## [Text section]
++++++

How much time does it take to send a package from New York to Tel Aviv, and how does that compare with sending an email from one side of the Weizmann Institute of Science campus to the other? Now shrink the package down to the size of one of the electrons making up the email and put up an impenetrable barrier over the ocean. The “package” electron could make the crossing faster, even breaking the light “speed limit.” Prof. Eli Pollak, together with postdoctoral fellow Dr. Tom Rivlin, both of the Weizmann Institute’s Chemical and Biological Physics Department, and Prof. Randall Dumont of McMaster University in Canada, recently provided theoretical support for this idea.
Impenetrable barriers are integral to one of the more fascinating quantum phenomena: tunneling. For around ninety years, researchers have been studying the way that quantum particles are able to pass through such barriers. In the 1960s, Thomas Hartman added a strange twist to tunneling: He showed that tunneling takes a fixed amount of time, no matter what length “tunnel” the particle transverses. That means that a particle could speed up while tunneling, and to make its goal in that fixed amount of time, it might even surpass the speed of light – if the tunnel is long enough or the barrier thick enough. Of course, this idea does not fit with the precepts of relativity – neither special nor general relativity – which are quite strict in insisting that particles cannot exceed the speed of light. Still, most researchers were not overly concerned with the results of this study, since it was already known that quantum mechanics and the physics of relativity do not jibe in many ways.

++++++

## [Assignment 1]
Write out, word for word, the stretch of the passage on quantum tunneling from "How much time" through "for this idea.".
## [Assignment 2]
According to the passage on quantum tunneling, why were most researchers not overly concerned by Hartman's finding? Answer in one to three sentences.
## [Assignment 3]
Please continue the passage on quantum tunneling from where it stops.
The data that follow come from a separate source.

++++++

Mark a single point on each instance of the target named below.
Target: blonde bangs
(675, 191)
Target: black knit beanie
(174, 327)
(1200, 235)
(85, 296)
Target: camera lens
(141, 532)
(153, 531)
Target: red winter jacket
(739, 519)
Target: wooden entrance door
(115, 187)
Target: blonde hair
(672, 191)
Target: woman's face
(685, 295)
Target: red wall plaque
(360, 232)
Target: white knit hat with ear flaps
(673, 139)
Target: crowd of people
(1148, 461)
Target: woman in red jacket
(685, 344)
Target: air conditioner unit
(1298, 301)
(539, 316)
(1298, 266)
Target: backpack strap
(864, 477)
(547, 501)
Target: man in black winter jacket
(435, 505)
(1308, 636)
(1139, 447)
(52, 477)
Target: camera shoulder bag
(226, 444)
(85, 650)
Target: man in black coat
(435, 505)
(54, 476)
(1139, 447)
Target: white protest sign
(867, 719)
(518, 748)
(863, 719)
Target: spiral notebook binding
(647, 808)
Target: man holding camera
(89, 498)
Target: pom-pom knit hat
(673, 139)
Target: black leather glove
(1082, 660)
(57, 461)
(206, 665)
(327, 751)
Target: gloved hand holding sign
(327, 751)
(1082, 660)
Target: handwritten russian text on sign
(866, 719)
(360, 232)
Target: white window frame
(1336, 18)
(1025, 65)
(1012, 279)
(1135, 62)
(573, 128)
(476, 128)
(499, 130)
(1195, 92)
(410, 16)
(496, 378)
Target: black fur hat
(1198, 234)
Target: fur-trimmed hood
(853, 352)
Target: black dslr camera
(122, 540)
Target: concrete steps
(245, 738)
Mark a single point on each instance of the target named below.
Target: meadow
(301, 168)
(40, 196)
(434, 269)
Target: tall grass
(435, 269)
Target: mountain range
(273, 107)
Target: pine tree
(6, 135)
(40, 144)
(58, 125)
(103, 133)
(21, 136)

++++++

## [Task output 1]
How much time does it take to send a package from New York to Tel Aviv, and how does that compare with sending an email from one side of the Weizmann Institute of Science campus to the other? Now shrink the package down to the size of one of the electrons making up the email and put up an impenetrable barrier over the ocean. The “package” electron could make the crossing faster, even breaking the light “speed limit.” Prof. Eli Pollak, together with postdoctoral fellow Dr. Tom Rivlin, both of the Weizmann Institute’s Chemical and Biological Physics Department, and Prof. Randall Dumont of McMaster University in Canada, recently provided theoretical support for this idea.

## [Task output 2]
Most researchers were not overly concerned because it was already known that quantum mechanics and the physics of relativity do not agree in many ways. A result that clashed with relativity's speed limit therefore did not seem especially alarming.

## [Task output 3]
Therefore, so the thinking has been, this is another apparent anomaly that will work itself out once we figure out how to reconcile relativity with quantum mechanics. Pollak and his colleagues recently developed a new calculation of Hartman’s idea, basing it on equations for quantum behavior first developed by Paul Dirac, which enable one to perform quantum mechanical calculations that are consistent with special relativity.
Their results support the scenario in which a particle is traveling in a tunnel and the timing of the process is a constant, independent of the length of the tunnel (or the thickness of the barrier). Theoretically, if the barrier is very long, the particle may reach the end of the tunnel faster than if it had just flown to the same destination in open space with no barrier in the way. And if the particle normally travels near the speed of light, then a tunneling particle would be able to get there faster than the speed of light.
Back to those emails: Could this finding enable us to send our information faster than the speed of light? The answer, to the likely disappointment of some and relief of others, is no. Prof. Pollak: “The chances of a particular particle tunneling are quite small, and those chances decrease exponentially as the length of the tunnel or thickness of the barrier increases. So the odds of the particle carrying our information making that faster-than-light trip through the tunnel are basically zero. For now, we’ll have to content ourselves with the speeds of the existing options for sending packages and information, even if they do move slower than the speed of light.”